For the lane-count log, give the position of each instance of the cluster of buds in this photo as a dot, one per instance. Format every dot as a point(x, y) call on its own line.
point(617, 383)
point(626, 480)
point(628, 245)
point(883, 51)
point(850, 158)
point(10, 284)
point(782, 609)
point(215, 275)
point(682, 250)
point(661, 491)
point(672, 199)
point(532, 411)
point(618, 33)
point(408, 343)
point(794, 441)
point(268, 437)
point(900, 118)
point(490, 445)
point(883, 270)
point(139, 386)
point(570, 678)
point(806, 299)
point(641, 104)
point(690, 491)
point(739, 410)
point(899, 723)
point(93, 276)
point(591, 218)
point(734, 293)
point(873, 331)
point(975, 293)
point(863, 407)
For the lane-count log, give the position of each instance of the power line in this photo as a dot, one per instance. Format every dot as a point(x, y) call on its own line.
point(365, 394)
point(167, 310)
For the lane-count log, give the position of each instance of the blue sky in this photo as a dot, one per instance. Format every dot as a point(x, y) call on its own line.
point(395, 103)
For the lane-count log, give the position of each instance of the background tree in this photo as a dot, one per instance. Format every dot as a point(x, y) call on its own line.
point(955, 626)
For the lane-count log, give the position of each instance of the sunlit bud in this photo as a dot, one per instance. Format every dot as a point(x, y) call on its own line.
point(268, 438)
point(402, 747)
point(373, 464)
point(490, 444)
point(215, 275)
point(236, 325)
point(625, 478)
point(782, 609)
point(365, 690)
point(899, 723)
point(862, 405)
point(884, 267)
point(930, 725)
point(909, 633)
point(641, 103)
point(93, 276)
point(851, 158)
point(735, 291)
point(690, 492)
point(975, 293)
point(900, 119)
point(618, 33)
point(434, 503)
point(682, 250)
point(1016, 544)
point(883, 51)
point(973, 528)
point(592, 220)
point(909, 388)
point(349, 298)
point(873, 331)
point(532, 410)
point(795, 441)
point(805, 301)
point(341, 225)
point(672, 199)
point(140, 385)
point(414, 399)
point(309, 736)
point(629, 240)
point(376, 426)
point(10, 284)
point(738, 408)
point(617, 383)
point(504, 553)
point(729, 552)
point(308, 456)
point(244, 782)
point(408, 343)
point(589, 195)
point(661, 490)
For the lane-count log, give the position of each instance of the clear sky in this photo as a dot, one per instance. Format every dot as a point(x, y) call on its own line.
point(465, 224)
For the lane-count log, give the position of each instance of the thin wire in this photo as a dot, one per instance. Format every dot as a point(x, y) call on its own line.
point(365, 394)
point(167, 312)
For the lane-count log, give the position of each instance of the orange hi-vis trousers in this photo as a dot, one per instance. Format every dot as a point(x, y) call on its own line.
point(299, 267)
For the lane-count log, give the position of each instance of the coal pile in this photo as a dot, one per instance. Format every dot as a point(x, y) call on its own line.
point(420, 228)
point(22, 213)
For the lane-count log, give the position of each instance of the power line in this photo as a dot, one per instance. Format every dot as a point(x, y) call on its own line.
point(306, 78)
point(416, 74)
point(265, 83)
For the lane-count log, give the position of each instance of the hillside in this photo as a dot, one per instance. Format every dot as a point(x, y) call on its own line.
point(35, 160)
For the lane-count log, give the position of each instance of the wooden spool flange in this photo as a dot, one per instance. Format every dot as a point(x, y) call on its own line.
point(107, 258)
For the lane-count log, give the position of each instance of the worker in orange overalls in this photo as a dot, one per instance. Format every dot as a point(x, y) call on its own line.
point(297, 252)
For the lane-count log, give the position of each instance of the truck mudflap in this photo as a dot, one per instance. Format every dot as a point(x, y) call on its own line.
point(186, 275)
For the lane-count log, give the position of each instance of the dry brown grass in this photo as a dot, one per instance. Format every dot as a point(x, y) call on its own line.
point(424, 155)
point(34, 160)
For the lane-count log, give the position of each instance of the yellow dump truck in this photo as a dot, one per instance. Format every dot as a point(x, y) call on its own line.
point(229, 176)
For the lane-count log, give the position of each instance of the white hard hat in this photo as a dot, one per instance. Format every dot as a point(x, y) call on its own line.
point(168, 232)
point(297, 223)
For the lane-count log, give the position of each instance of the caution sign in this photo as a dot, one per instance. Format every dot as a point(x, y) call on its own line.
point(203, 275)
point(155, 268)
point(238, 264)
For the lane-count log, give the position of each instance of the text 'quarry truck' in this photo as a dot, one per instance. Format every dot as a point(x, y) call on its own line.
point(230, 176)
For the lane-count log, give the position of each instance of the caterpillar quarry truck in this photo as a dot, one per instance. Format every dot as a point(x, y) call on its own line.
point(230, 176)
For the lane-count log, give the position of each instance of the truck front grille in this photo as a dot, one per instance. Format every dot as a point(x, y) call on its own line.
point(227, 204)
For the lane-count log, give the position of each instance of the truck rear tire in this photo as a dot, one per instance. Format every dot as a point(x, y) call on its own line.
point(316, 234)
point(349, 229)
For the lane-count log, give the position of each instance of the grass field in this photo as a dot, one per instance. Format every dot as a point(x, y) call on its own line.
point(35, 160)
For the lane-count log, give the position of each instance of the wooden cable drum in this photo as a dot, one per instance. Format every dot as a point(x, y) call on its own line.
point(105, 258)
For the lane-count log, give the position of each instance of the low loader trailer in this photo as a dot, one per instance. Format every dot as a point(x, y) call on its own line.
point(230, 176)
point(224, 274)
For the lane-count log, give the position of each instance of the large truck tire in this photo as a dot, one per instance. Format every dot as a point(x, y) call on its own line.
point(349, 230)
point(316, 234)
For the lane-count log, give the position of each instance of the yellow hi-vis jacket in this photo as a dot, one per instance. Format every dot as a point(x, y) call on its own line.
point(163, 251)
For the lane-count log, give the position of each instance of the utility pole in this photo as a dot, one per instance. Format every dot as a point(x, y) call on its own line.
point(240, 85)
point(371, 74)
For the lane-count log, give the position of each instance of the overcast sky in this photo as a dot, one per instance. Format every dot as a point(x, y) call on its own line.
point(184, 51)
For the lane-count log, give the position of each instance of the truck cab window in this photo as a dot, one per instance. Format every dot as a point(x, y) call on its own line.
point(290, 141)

* _STATED PROBLEM_
Copy every item above word for word, leaving nothing out and changing nothing.

* _WORKED ANSWER_
For the lane-count log, give the position of each instance of the cluster of buds in this photo as a dot, one per instance. Format every dot as a point(x, y) call on its own line.
point(617, 383)
point(626, 480)
point(628, 245)
point(883, 51)
point(850, 158)
point(10, 284)
point(782, 609)
point(215, 275)
point(682, 250)
point(661, 491)
point(672, 199)
point(532, 411)
point(618, 33)
point(408, 343)
point(794, 441)
point(268, 437)
point(900, 118)
point(490, 445)
point(883, 270)
point(139, 386)
point(570, 678)
point(806, 299)
point(641, 104)
point(690, 491)
point(739, 410)
point(899, 723)
point(93, 276)
point(591, 218)
point(734, 293)
point(873, 331)
point(975, 293)
point(863, 407)
For the lane-count log, give the position of each instance of the power line in this photo as a dot, one per instance. Format every dot as a point(x, y) call on its own line.
point(365, 394)
point(167, 310)
For the lane-count log, give the position of each instance of the blue sky in this photo as a dot, one per instance. Format every dot as a point(x, y) call on its own line.
point(395, 103)
For the lane-count log, give the position of each instance of the background tree in this photo as a dot, one per instance. Format every dot as a point(x, y) call on its own line.
point(955, 626)
For the lane-count log, give the position of each instance of the sunlit bud in this photo as a dot, one per instance. Format every dot as a point(x, y) call on its own line.
point(268, 438)
point(402, 747)
point(373, 464)
point(490, 444)
point(215, 275)
point(236, 325)
point(625, 478)
point(782, 609)
point(365, 690)
point(899, 723)
point(862, 405)
point(884, 267)
point(930, 725)
point(909, 633)
point(641, 103)
point(93, 276)
point(851, 158)
point(735, 291)
point(690, 492)
point(975, 293)
point(900, 119)
point(618, 33)
point(434, 503)
point(682, 250)
point(1016, 544)
point(883, 51)
point(973, 528)
point(592, 220)
point(909, 388)
point(349, 298)
point(873, 331)
point(532, 410)
point(795, 441)
point(805, 301)
point(341, 225)
point(672, 199)
point(140, 385)
point(414, 399)
point(309, 736)
point(629, 240)
point(376, 426)
point(10, 284)
point(738, 408)
point(617, 383)
point(504, 553)
point(729, 552)
point(308, 456)
point(244, 782)
point(408, 343)
point(589, 195)
point(661, 490)
For the lane-count log, give the position of each instance of the clear sky in this photo as a dot, one per instance. Format every dot as a point(x, y) call on its own line.
point(465, 224)
For the lane-count log, give the position of each instance of the thin wire in this photo as a dot, one per instance. Format every dot as a point(x, y) call on its own line.
point(365, 394)
point(167, 312)
For the lane-count log, give the position of each instance of the orange hi-vis trousers in this photo as a dot, one per instance. Format every dot as a point(x, y) call on its own line.
point(299, 267)
For the lane-count log, give the position of each instance of the coal pile in this photo as a dot, one per instance. Format every dot as a point(x, y) call on its own line.
point(420, 228)
point(22, 213)
For the lane-count log, give the position of each instance of the power line in this photo as a dot, one per instance. Format every dot as a point(x, y) call on its own line.
point(306, 78)
point(416, 74)
point(265, 83)
For the lane-count log, give the position of each instance of the hillside in this photo as a dot, one per instance. Format every dot as a point(x, y) call on its own line.
point(35, 160)
For the lane-count log, give the position of each instance of the wooden spool flange in this photo as a dot, one per instance. Format every dot as a point(x, y) call on its own line.
point(107, 258)
For the lane-count log, give the position of each instance of the worker in orange overalls in this photo as a dot, one per instance. Format every dot as a point(x, y) call on its own line.
point(297, 252)
For the lane-count log, give the position of each instance of the truck mudflap in this photo as a dot, one per instance. Format every dot as a point(x, y) call on its own line.
point(186, 275)
For the lane-count log, give the position of each instance of the dry brown grass in this photo as a dot, one per instance. Format every dot as a point(x, y) call on its own line.
point(424, 155)
point(34, 160)
For the lane-count log, give the position of each instance of the yellow dump truck in this photo as a dot, one per instance. Format every dot as a point(x, y) call on its own line.
point(229, 176)
For the lane-count log, give the position of each instance of the white hard hat in this photo as a dot, one per instance. Format every dot as a point(x, y) call on its own line.
point(168, 232)
point(297, 223)
For the lane-count log, give the position of each instance of the caution sign in this photo as a dot, one per instance. Format every dot as a point(x, y) call on its own line.
point(203, 275)
point(155, 268)
point(238, 264)
For the lane-count log, give the position of each instance of the text 'quarry truck' in this photo as a dot, one per instance. Format every dot as a point(x, y) call on its own line.
point(230, 176)
For the lane-count log, give the position of each instance of the caterpillar quarry truck in this photo as a dot, one per instance. Format every dot as a point(x, y) call on its own line.
point(230, 176)
For the lane-count log, give the position of each instance of the truck front grille in this photo as a dot, one per instance. Format every dot as a point(x, y) call on its own line.
point(227, 204)
For the lane-count log, give the position of each instance of the truck rear tire in this photo as a dot, one per instance. Format every dot as a point(x, y) call on its own line.
point(316, 234)
point(349, 229)
For the lane-count log, give the position of each instance of the grass field in this photo as a dot, one per instance. Format every dot as a point(x, y) call on its own line.
point(35, 160)
For the lane-count log, give the position of each instance of the wooden cable drum in this photo as a dot, one per instance. Format every dot as a point(x, y) call on its own line.
point(105, 258)
For the lane-count log, give the position of each instance of the low loader trailer in this photo as a dot, one per instance. Format every dot as a point(x, y) call on its own line.
point(230, 176)
point(224, 274)
For the lane-count log, give the position of each instance of the large truck tire in this photo as a dot, one per instance. Format every dot as a point(x, y) call on its own line.
point(349, 230)
point(316, 234)
For the lane-count log, give the position of each instance of the yellow hi-vis jacket in this photo as a dot, one per instance. Format every dot as a point(x, y) call on its own line.
point(163, 251)
For the lane-count log, give the position of each instance of the utility pole in this photo as a dot, one per instance. Format every dot as a point(x, y) call on its own line.
point(240, 85)
point(371, 74)
For the lane-count log, give the position of each instance of the overcast sky in this photo as a dot, one per instance. Format every dot as a point(x, y) call on its own line.
point(184, 51)
For the lane-count log, give the position of each instance of the truck cab window in this photo as a dot, one per instance. Format every dot as a point(x, y) call on its own line.
point(290, 141)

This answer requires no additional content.